Segment Start: TEXT PASSAGE

2.2.2. Optimization of CAR-T Manufacturing Process

Currently, viral vector-mediated semi-random DNA integration is the main approach for expressing CAR structures on T cells [54]. However, the complex and expensive manufacturing processes of viral vectors, cumbersome production, quality control steps of viral vector-transfected CAR-T, and inevitable long-term monitoring of unanticipated side effects also limit its wide clinical application. In view of this, non-viral delivery systems with low-cost and high-safety properties have emerged as a better choice [55].

Segment End: TEXT PASSAGE
Segment Start: SOURCE INFORMATION

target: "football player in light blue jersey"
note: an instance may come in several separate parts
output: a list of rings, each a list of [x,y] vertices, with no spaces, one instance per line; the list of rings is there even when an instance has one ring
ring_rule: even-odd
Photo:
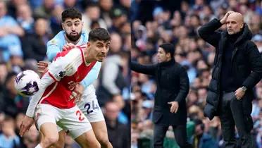
[[[74,45],[86,44],[88,35],[82,30],[83,23],[81,13],[75,8],[65,10],[62,13],[63,31],[59,32],[52,39],[47,43],[46,55],[49,61],[52,61],[57,53],[62,50],[67,50]],[[73,47],[72,47],[73,45]],[[101,111],[95,89],[92,85],[97,79],[101,63],[96,62],[87,77],[78,84],[73,90],[76,98],[81,97],[81,101],[77,105],[91,123],[96,139],[100,142],[101,147],[113,148],[108,140],[106,122]],[[84,89],[85,88],[85,89]],[[59,128],[59,127],[58,127]],[[59,140],[56,147],[63,147],[65,144],[66,132],[60,129]],[[65,129],[66,130],[66,129]]]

Segment End: SOURCE INFORMATION

● TASK GOAL: Copy the passage on CAR-T manufacturing starting at "Currently, viral vector-mediated" and ending at "better choice [55].", substituting "clinical use" for "clinical application".

● EXERCISE SOLUTION:
Currently, viral vector-mediated semi-random DNA integration is the main approach for expressing CAR structures on T cells [54]. However, the complex and expensive manufacturing processes of viral vectors, cumbersome production, quality control steps of viral vector-transfected CAR-T, and inevitable long-term monitoring of unanticipated side effects also limit its wide clinical use. In view of this, non-viral delivery systems with low-cost and high-safety properties have emerged as a better choice [55].